## Directions
Can you give these lines again, switching "one point per instance" to "one point for each instance" wherever it occurs and leaving everything else unchanged?

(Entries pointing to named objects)
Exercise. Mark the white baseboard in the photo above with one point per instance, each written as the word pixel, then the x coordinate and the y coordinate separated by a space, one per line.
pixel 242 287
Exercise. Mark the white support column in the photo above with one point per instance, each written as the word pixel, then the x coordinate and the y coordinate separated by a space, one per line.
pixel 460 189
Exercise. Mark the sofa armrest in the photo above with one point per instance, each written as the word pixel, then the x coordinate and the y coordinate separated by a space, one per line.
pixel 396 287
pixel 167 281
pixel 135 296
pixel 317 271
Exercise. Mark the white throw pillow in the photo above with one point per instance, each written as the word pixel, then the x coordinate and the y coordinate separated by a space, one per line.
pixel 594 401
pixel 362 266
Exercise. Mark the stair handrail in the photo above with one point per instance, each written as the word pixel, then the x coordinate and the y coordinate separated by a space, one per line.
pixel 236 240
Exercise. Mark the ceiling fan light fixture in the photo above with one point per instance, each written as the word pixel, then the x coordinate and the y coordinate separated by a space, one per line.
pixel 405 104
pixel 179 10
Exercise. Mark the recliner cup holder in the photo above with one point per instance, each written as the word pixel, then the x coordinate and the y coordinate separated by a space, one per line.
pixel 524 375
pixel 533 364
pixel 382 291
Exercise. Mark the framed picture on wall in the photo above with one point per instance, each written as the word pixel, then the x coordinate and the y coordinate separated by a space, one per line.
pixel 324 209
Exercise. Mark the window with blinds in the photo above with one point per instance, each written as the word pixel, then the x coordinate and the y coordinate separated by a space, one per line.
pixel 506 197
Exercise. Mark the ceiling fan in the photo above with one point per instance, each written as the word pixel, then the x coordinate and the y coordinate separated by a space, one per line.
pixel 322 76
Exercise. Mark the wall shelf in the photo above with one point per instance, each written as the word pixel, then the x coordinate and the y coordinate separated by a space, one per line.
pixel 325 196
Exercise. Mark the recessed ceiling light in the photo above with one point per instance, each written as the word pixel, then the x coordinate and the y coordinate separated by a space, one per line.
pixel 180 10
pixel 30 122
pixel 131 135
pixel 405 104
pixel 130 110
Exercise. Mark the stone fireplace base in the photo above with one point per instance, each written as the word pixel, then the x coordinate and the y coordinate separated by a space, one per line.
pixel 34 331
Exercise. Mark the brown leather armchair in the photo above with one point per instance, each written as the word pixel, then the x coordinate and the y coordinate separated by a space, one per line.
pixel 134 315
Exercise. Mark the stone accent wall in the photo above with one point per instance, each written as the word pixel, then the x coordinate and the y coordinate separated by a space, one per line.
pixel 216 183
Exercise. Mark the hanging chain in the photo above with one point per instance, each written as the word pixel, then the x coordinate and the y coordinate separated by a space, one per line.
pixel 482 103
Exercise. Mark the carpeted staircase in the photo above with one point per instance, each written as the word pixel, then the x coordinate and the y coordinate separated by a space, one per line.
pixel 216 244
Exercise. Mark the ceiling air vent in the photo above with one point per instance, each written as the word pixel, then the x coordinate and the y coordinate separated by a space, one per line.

## Solution to this problem
Exercise. Mark the white baseboard in the photo above with one point for each instance, each written as the word pixel, then the x coordinate and the y coordinate separated by a space, one per line.
pixel 242 287
Exercise. Mark the white support column in the photo above with one point for each instance, each written as the word pixel, then the x coordinate and the y coordinate separated by a space, one per line.
pixel 460 189
Exercise. Mark the sofa armrest in the photo above with one point for each instance, each written as the word pixel, then the x coordinate and the y coordinate separated by a space, one per line.
pixel 396 287
pixel 167 281
pixel 135 296
pixel 317 271
Exercise. Mark the white throw pillow in the photo above with one point for each instance, each written as the word pixel, then the x coordinate and the y coordinate separated by a space, one per line.
pixel 594 401
pixel 362 266
Exercise. Mark the stair handrail in the photo above with one point for each instance, each written as the word pixel, then the x coordinate and the y coordinate separated by a space, one per line.
pixel 236 240
Exercise. Mark the ceiling fan light fixture in the photo above with one point for each instance, each written as the word pixel, then the x coordinate and the y coordinate separated by a space, one per line.
pixel 405 104
pixel 179 10
Exercise. Mark the recliner cup holder in the photo above with one point for each instance, each written as the word pixel, then the x coordinate and the y coordinate separated by a space, one per line.
pixel 524 375
pixel 533 364
pixel 382 291
Exercise. Mark the framed picture on wall in the photo above with one point for each instance, each written as the word pixel, then the x coordinate and the y coordinate separated by a space, one per line.
pixel 324 209
Exercise. Mark the window with blinds in the photo above with one point for each instance, each written as the word pixel, then the x coordinate and the y coordinate separated by a space, one per line.
pixel 506 197
Exercise. Mark the ceiling fan in the photo above with one point for each instance, each written as the word pixel, then the x coordinate and the y coordinate separated by a space, one per line.
pixel 322 76
Exercise. Mark the wall shelf in the photo above with one point for each instance, each written as the word pixel, then the x coordinate and the y coordinate separated by a space, one per line.
pixel 325 196
Exercise. Mark the recessed ceiling light in the photo above with one point for each instance, each written as the word pixel, then the x coordinate and the y coordinate separated by a space, one per line.
pixel 180 10
pixel 30 122
pixel 131 135
pixel 405 104
pixel 130 110
Exercise. Mark the stone fireplace base in the photo above with one point for each instance, each written as the word pixel, then the x coordinate and the y coordinate separated by a space, one per line.
pixel 34 331
Exercise. Mark the brown leather armchair in the photo above with one point for each instance, each written as the word pixel, then the x coordinate and the y coordinate separated by a space, one per line.
pixel 134 315
Exercise. Mark the stone accent wall in the photo above with one point for each instance, each written as the word pixel, then the x coordinate and the y coordinate separated by a space, one per line.
pixel 216 183
Exercise. Mark the hanging chain in the photo above with one point for each instance, each written as the word pixel, then the x coordinate and the y coordinate separated by a space, one per line.
pixel 482 103
Exercise. Mark the carpeted staircase in the photo above with one point for each instance, each written as the word pixel, then the x coordinate and the y coordinate separated by a space, one per line.
pixel 216 244
Exercise. Mark the ceiling air vent in the photo above with one point for each instance, each written as the word pixel, then the x coordinate and the y coordinate separated by a space, one per line.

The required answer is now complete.